I have two tunnel motors. One has worked fine the other is giving me fits. It runs fine on DC, no problems. With a decoder plugged in it just sits there with the front headlamp on. No control including turning the lights on or off. I tried a different decoder and same thing. I checked all of the wiring to the trucks and the frame for poor connections and all appears ok. Even put the decoders into different loco’s and they work fine.
Suspect there is some sort of short somewhere but I have not been able to correct it. I seem to recall that the headlamp being on indicates a short. Correct? The other possibility I can think of is that the light board may be defective. Anyone had similar problems with the DCC ready RTR Athearns?
Any ideas on how to track down the problem or test the light board?

(Stored records)
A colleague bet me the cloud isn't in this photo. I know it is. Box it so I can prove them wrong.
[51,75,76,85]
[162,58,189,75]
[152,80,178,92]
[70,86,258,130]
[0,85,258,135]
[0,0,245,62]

(Tasks to carry out)
a) Translate this sentence from the tunnel motor post into Spanish: "I checked all of the wiring to the trucks and the frame for poor connections and all appears ok."
b) Using the tunnel motor post, answer yes or no for each statement and quote the words that decide it: (i) The writer tried a second decoder in the problem motor. (ii) The problem motor will not run on DC. (iii) The decoders work when put into other locos.
The records have nothing to do with the tunnel motor post.

(Problem solutions)
a) Revisé todo el cableado de los bogies y el bastidor en busca de malas conexiones y todo parece estar bien.

b)
(i) Yes: "I tried a different decoder and same thing."
(ii) No: "It runs fine on DC, no problems."
(iii) Yes: "Even put the decoders into different loco’s and they work fine."